INFORMATION SHOWN:
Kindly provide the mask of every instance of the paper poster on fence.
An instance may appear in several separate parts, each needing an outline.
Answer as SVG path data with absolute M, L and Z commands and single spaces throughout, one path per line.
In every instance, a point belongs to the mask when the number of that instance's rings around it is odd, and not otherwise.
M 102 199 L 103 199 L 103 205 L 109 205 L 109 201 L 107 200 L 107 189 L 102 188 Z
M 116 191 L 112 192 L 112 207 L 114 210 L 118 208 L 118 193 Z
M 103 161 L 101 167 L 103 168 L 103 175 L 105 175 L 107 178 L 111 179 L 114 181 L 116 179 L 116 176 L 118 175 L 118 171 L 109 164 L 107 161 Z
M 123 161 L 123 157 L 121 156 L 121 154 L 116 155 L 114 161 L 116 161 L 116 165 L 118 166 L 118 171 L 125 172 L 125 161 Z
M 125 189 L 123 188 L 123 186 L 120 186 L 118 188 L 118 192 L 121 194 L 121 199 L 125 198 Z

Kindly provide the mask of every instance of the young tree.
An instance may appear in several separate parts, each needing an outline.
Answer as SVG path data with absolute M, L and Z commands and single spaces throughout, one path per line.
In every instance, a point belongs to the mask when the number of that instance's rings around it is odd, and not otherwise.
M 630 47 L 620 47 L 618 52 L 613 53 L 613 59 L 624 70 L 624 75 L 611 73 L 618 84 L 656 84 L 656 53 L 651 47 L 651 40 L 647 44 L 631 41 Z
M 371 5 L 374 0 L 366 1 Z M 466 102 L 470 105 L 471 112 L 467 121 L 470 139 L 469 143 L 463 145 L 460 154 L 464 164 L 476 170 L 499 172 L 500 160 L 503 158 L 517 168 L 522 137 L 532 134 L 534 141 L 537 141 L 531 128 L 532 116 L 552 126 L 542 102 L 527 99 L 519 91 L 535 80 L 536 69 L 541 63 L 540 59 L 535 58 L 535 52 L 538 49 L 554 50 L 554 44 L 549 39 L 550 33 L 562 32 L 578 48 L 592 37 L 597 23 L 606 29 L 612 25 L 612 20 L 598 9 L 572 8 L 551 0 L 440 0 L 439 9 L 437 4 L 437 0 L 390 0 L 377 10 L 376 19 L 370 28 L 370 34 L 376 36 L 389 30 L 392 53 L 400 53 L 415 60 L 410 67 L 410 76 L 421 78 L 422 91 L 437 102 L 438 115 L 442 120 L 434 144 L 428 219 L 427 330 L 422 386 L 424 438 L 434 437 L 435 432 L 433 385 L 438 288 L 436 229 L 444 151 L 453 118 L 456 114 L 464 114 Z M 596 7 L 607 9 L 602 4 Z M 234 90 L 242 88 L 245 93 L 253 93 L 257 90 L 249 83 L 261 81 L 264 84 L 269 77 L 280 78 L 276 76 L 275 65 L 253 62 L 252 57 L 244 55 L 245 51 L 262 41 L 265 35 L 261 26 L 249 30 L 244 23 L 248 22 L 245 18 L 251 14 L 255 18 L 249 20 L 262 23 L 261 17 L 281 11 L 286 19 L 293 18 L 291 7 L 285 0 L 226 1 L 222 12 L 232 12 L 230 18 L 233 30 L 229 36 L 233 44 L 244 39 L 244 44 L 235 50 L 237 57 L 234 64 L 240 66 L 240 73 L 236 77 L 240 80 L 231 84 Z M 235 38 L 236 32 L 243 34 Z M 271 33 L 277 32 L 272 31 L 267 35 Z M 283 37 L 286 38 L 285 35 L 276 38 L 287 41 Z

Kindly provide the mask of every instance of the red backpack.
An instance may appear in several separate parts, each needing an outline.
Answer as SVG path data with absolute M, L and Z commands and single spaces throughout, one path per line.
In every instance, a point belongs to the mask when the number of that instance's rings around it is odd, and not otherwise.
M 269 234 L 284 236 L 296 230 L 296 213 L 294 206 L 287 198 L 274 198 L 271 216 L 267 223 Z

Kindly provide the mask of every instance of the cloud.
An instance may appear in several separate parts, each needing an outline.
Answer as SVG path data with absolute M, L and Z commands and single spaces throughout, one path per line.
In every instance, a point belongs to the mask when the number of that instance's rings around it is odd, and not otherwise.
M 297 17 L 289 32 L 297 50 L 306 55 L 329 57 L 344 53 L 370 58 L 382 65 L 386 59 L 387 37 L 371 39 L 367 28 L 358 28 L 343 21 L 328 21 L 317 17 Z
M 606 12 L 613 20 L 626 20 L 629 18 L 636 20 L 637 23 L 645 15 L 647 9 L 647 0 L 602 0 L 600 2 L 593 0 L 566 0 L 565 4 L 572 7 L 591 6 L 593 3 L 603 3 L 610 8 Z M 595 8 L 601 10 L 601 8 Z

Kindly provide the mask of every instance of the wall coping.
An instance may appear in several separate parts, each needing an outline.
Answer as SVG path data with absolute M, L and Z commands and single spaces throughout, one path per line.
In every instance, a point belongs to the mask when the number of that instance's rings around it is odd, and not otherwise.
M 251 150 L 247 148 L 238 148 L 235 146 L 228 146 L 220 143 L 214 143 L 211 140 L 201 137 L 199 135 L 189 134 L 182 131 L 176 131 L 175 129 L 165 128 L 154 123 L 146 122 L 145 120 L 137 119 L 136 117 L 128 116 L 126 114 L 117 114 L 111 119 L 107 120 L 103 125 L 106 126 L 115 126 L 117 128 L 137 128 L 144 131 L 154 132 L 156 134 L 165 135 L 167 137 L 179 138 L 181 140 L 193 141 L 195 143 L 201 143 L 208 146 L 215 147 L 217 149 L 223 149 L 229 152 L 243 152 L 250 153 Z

WHAT TO PRODUCE: Each record must be returned exactly as it is written.

EXERCISE OUTPUT:
Kindly provide the mask of every instance of the paper poster on fence.
An instance may appear in several separate parts, each needing an outline.
Answer as SVG path data with absolute M, L and Z commands and single spaces throughout, one path per line.
In every instance, a point belongs to the mask when the number of that instance's rings around it is odd, and not otherwise.
M 102 199 L 103 199 L 103 205 L 109 205 L 109 201 L 107 200 L 107 189 L 102 188 Z
M 116 191 L 112 192 L 112 207 L 114 210 L 118 208 L 118 193 Z
M 103 161 L 101 167 L 103 168 L 103 175 L 105 175 L 107 178 L 111 179 L 114 181 L 116 179 L 116 176 L 118 175 L 118 171 L 109 164 L 107 161 Z
M 123 161 L 123 157 L 121 156 L 121 154 L 116 155 L 114 161 L 116 161 L 116 165 L 118 166 L 118 171 L 125 172 L 125 161 Z
M 125 189 L 123 188 L 123 186 L 120 186 L 118 188 L 118 192 L 121 194 L 121 199 L 125 198 Z

Kindly provide the mask of every instance of the young tree.
An instance may appear in several separate parts, each needing an outline.
Answer as SVG path data with absolute M, L and Z commands and single spaces throughout, one path per line.
In every instance, a point belongs to the mask when the number of that instance's rings around it is odd, and not otherwise.
M 630 47 L 620 47 L 618 52 L 613 53 L 613 59 L 624 70 L 624 75 L 611 73 L 618 84 L 656 84 L 656 53 L 651 47 L 651 40 L 647 44 L 631 41 Z
M 371 5 L 374 0 L 366 1 Z M 466 102 L 470 105 L 471 112 L 467 121 L 470 139 L 469 143 L 463 145 L 460 154 L 464 164 L 476 170 L 499 172 L 500 160 L 503 158 L 517 168 L 522 137 L 532 134 L 534 141 L 537 141 L 531 128 L 532 116 L 552 126 L 542 102 L 527 99 L 519 91 L 535 80 L 536 69 L 541 63 L 540 59 L 535 58 L 535 52 L 538 49 L 554 50 L 554 44 L 549 39 L 550 33 L 562 32 L 578 48 L 592 37 L 597 23 L 606 29 L 612 25 L 612 20 L 598 9 L 572 8 L 551 0 L 440 0 L 439 9 L 437 4 L 437 0 L 390 0 L 377 10 L 376 19 L 370 28 L 370 34 L 376 36 L 389 30 L 392 53 L 400 53 L 415 60 L 410 67 L 410 76 L 421 78 L 422 91 L 437 102 L 438 115 L 442 120 L 434 144 L 428 219 L 427 330 L 422 386 L 424 438 L 434 437 L 435 432 L 433 385 L 438 288 L 436 229 L 444 151 L 453 118 L 456 114 L 464 114 Z M 596 7 L 607 9 L 602 4 Z M 234 90 L 242 88 L 245 93 L 253 93 L 257 90 L 249 83 L 261 81 L 264 84 L 269 77 L 280 78 L 276 76 L 275 65 L 253 62 L 252 57 L 244 55 L 245 51 L 262 41 L 265 35 L 261 26 L 249 30 L 244 23 L 248 22 L 245 18 L 251 14 L 255 18 L 249 20 L 262 23 L 261 17 L 281 11 L 286 19 L 293 18 L 291 7 L 285 0 L 226 1 L 222 12 L 232 12 L 230 18 L 233 30 L 229 36 L 233 44 L 244 39 L 244 44 L 235 50 L 237 57 L 234 64 L 240 66 L 240 73 L 236 77 L 240 80 L 231 84 Z M 235 38 L 236 32 L 243 34 Z M 271 33 L 277 32 L 272 31 L 267 35 Z M 283 37 L 286 38 L 285 35 L 276 38 L 287 41 Z

Kindly provide the mask of every instance of the red backpack.
An instance may appear in several separate parts, each needing an outline.
Answer as SVG path data with absolute M, L and Z commands and single spaces throughout, one path per line.
In every instance, a point belongs to the mask when the number of that instance's rings around it is odd, and not otherwise.
M 269 234 L 284 236 L 296 230 L 296 213 L 294 206 L 287 198 L 274 198 L 271 216 L 267 223 Z

Kindly provide the mask of every instance of the cloud.
An instance may appear in several separate parts, each needing an outline.
Answer as SVG path data with absolute M, L and Z commands and single spaces throughout, one path per line.
In every instance, a point belongs to the mask when the number of that instance's rings around it is odd, and not otherwise.
M 297 17 L 289 32 L 297 50 L 306 55 L 329 57 L 344 53 L 370 58 L 382 65 L 386 59 L 387 37 L 371 39 L 367 28 L 358 28 L 343 21 L 328 21 L 317 17 Z
M 606 12 L 613 20 L 626 20 L 629 18 L 636 20 L 637 23 L 645 15 L 647 9 L 647 0 L 602 0 L 600 2 L 593 0 L 566 0 L 565 4 L 572 7 L 591 6 L 593 3 L 603 3 L 610 8 Z M 595 8 L 601 10 L 601 8 Z

Kindly provide the mask of every instance of the wall coping.
An instance may appear in several separate parts, each needing an outline.
Answer as SVG path data with absolute M, L and Z commands and single spaces throughout, one path per line.
In every instance, a point belongs to the mask when the number of that instance's rings around it is odd, and not otherwise.
M 251 150 L 247 148 L 238 148 L 235 146 L 228 146 L 220 143 L 214 143 L 211 140 L 201 137 L 199 135 L 189 134 L 182 131 L 176 131 L 175 129 L 165 128 L 154 123 L 146 122 L 145 120 L 137 119 L 136 117 L 128 116 L 126 114 L 117 114 L 111 119 L 107 120 L 103 125 L 106 126 L 115 126 L 117 128 L 137 128 L 144 131 L 154 132 L 156 134 L 165 135 L 167 137 L 179 138 L 181 140 L 193 141 L 195 143 L 201 143 L 208 146 L 215 147 L 217 149 L 223 149 L 229 152 L 243 152 L 250 153 Z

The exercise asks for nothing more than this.